EXERCISE PROMPT: Please report how many lines in the records below contain "eagle". Reply with the number alone.

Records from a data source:
»»

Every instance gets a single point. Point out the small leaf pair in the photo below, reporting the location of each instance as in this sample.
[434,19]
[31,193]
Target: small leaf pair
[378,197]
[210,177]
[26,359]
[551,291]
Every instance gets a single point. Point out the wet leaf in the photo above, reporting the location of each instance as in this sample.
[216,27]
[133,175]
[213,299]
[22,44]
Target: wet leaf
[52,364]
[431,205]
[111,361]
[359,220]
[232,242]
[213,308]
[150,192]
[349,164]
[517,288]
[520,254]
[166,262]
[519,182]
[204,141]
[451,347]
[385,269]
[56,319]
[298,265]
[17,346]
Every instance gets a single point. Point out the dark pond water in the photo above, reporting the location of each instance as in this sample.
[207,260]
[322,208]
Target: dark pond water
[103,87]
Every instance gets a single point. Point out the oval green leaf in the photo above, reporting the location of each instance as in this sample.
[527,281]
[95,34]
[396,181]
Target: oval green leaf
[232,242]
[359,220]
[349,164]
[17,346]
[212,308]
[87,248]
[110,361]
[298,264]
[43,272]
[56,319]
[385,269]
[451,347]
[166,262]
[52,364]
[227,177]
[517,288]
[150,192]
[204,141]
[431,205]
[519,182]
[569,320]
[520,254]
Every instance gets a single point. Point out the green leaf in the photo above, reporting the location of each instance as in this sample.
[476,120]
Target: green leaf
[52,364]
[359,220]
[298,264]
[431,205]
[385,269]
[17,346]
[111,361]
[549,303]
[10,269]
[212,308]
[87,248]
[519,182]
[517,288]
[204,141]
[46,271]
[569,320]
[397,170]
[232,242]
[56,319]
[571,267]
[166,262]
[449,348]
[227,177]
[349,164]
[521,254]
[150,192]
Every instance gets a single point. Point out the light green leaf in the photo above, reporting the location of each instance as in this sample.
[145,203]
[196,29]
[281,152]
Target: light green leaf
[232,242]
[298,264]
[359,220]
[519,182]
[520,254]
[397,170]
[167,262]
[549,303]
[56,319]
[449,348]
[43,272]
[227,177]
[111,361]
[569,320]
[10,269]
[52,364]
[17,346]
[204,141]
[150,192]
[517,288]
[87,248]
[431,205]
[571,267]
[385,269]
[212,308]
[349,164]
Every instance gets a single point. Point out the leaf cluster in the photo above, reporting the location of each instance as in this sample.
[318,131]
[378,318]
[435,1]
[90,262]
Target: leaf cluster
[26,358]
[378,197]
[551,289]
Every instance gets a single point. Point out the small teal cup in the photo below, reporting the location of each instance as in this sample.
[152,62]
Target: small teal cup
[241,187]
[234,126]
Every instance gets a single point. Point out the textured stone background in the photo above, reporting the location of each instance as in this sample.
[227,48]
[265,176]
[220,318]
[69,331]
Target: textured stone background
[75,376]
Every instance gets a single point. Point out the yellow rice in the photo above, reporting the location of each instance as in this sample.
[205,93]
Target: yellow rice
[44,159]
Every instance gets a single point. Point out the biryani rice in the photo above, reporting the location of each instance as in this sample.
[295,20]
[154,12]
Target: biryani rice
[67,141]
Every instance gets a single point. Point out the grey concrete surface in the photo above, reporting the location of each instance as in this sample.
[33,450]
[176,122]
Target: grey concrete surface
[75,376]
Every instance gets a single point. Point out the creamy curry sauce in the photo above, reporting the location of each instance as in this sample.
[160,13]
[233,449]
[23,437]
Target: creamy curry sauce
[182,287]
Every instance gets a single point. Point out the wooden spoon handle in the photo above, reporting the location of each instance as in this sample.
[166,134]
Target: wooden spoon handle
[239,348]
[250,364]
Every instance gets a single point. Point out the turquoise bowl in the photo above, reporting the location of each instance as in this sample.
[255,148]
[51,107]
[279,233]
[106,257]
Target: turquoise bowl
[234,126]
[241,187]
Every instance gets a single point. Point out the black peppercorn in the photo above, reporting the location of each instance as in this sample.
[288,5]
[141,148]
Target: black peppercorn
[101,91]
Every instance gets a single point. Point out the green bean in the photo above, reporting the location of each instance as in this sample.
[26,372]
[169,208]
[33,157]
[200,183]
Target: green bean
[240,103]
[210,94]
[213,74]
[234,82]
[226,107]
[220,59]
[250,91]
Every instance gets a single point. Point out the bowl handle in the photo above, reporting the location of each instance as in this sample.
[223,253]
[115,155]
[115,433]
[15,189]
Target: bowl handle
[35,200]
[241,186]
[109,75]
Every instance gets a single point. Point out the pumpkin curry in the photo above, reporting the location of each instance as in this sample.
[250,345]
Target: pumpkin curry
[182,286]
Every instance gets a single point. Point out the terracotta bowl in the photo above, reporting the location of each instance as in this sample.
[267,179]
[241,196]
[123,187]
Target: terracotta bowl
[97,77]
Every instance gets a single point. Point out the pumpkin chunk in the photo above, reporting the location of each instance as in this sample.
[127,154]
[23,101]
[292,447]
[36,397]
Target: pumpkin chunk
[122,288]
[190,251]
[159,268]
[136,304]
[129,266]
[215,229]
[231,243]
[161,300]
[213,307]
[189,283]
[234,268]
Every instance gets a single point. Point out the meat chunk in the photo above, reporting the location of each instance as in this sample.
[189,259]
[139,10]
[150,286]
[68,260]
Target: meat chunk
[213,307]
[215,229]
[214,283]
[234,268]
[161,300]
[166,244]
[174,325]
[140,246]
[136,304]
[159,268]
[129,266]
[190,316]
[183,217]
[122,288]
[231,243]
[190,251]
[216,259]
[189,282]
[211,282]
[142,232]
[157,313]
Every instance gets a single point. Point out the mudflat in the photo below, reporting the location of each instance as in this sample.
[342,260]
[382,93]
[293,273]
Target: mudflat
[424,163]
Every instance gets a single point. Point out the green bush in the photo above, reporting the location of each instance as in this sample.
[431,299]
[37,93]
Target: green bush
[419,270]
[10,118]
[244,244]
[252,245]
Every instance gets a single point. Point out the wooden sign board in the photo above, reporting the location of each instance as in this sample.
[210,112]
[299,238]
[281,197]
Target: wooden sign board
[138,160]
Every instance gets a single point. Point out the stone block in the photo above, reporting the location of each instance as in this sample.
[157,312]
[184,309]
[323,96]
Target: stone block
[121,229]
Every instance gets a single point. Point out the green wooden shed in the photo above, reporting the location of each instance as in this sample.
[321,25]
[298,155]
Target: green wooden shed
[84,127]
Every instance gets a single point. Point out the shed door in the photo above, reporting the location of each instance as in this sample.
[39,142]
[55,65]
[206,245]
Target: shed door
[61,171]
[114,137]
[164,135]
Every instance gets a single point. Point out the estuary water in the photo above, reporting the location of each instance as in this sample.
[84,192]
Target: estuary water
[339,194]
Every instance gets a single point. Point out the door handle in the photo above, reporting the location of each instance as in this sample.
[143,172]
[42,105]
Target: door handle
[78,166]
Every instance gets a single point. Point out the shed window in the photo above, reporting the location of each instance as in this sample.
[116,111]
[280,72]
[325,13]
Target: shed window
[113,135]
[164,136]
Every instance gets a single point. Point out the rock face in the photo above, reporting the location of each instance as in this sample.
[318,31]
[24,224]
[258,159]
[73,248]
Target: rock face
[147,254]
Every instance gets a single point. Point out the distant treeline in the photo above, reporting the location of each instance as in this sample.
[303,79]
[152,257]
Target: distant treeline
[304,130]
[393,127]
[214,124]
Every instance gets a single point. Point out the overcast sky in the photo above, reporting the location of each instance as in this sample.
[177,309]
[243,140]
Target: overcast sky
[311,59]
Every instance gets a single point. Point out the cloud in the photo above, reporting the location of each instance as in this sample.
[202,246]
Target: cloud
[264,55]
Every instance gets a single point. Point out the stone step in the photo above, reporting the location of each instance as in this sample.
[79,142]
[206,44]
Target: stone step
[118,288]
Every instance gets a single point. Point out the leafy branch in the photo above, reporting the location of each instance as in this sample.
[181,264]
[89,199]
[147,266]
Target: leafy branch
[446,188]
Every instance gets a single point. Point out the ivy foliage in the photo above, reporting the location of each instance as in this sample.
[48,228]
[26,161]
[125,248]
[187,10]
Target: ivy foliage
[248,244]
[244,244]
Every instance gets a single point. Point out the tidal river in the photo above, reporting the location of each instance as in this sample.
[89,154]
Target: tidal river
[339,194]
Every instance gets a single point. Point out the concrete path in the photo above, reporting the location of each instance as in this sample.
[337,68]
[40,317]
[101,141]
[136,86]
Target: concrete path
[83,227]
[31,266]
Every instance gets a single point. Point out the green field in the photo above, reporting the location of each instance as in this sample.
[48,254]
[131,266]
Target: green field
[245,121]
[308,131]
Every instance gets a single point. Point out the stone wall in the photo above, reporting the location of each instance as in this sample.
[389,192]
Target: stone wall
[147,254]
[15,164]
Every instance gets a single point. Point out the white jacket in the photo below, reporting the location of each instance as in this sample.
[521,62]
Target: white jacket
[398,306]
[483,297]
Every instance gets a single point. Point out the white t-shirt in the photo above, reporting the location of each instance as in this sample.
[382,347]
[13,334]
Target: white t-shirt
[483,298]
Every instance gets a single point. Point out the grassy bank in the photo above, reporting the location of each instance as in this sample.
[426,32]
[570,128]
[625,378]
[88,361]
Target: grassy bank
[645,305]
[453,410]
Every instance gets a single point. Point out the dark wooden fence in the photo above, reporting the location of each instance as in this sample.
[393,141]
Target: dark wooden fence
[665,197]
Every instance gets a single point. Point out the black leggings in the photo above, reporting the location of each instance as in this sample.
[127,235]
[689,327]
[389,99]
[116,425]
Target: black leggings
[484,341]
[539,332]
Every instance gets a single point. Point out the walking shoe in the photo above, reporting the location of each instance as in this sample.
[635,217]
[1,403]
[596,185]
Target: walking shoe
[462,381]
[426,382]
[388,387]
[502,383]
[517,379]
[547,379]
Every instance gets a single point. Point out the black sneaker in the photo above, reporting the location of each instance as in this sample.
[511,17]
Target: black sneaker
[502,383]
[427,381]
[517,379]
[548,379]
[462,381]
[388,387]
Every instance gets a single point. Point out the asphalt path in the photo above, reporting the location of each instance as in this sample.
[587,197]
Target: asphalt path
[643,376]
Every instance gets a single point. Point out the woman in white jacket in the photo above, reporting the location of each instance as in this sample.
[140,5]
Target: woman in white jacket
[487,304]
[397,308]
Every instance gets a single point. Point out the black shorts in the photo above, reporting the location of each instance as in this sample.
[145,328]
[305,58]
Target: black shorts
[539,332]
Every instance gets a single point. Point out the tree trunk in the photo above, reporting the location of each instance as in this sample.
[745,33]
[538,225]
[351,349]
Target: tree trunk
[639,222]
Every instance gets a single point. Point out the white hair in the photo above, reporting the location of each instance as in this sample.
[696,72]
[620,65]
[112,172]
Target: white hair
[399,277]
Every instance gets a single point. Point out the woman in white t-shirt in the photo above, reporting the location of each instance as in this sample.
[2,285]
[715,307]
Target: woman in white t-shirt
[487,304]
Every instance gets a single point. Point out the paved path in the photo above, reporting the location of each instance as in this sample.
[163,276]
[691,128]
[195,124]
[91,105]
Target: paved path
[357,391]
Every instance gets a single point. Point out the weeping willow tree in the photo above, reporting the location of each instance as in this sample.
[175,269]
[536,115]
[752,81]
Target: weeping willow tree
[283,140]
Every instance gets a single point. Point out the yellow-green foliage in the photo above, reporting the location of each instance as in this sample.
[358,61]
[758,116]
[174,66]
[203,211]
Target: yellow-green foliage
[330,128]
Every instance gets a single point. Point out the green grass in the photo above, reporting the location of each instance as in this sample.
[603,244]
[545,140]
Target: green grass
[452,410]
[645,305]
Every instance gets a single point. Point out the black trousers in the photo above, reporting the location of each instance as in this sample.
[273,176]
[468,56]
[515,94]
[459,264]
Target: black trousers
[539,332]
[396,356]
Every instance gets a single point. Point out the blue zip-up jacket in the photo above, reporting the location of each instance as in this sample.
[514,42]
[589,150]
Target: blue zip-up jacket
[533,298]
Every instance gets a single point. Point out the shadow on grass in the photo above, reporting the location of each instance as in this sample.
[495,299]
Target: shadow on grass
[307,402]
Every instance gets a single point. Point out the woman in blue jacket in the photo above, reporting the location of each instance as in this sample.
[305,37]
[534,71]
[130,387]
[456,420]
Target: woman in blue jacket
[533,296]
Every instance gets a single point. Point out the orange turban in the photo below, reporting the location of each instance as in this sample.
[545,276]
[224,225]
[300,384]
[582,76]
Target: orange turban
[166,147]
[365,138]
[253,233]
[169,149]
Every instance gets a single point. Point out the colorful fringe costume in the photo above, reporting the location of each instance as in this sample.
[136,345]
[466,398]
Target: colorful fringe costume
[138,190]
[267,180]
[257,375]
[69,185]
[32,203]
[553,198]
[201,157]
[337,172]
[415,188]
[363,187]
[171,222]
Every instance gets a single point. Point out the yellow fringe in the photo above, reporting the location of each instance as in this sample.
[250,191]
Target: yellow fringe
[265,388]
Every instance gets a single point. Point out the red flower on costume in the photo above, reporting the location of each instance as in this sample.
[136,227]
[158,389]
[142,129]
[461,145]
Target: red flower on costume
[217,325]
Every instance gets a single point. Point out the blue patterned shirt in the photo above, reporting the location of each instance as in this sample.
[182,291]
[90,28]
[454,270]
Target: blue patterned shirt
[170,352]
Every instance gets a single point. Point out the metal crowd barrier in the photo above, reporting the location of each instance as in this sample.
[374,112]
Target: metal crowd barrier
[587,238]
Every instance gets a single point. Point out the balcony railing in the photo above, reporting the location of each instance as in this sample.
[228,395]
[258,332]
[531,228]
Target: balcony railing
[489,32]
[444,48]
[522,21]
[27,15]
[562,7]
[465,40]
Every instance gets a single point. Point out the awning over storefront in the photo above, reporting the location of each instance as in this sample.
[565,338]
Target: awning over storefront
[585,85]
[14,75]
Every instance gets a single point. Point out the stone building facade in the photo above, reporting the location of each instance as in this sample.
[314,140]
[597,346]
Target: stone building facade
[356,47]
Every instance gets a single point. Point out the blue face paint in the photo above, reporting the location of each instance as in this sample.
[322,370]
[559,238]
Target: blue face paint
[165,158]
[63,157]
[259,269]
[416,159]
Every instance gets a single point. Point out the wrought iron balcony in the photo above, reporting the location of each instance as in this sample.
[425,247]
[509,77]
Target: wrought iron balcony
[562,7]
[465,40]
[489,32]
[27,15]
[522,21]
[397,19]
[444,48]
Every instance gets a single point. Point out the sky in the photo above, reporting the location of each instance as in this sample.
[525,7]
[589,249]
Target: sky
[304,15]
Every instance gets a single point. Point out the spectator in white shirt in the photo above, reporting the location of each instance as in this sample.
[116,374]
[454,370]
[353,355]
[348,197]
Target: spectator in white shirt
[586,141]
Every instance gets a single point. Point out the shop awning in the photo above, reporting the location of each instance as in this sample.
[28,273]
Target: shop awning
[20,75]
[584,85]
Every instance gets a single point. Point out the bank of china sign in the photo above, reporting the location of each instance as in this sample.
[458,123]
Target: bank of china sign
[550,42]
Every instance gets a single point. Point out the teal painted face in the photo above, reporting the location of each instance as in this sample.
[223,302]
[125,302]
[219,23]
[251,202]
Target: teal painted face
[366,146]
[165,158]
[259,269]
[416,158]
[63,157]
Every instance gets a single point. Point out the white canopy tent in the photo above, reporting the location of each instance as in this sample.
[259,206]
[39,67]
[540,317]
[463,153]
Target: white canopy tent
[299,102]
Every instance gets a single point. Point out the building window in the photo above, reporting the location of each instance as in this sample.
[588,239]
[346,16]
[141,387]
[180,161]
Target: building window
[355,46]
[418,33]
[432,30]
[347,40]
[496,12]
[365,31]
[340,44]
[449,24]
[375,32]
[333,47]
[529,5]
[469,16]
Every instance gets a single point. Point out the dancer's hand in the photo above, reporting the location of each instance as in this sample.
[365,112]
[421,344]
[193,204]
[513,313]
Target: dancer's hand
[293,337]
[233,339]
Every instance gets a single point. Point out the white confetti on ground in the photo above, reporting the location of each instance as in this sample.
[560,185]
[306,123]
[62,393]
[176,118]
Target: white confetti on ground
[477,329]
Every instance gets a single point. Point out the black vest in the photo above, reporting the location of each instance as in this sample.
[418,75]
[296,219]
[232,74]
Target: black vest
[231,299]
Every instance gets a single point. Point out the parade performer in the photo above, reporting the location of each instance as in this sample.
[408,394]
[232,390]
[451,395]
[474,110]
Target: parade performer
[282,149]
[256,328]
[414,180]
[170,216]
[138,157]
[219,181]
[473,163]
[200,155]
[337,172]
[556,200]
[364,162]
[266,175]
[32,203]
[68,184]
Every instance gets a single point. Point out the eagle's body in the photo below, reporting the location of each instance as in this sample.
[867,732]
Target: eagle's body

««

EXERCISE ANSWER: 2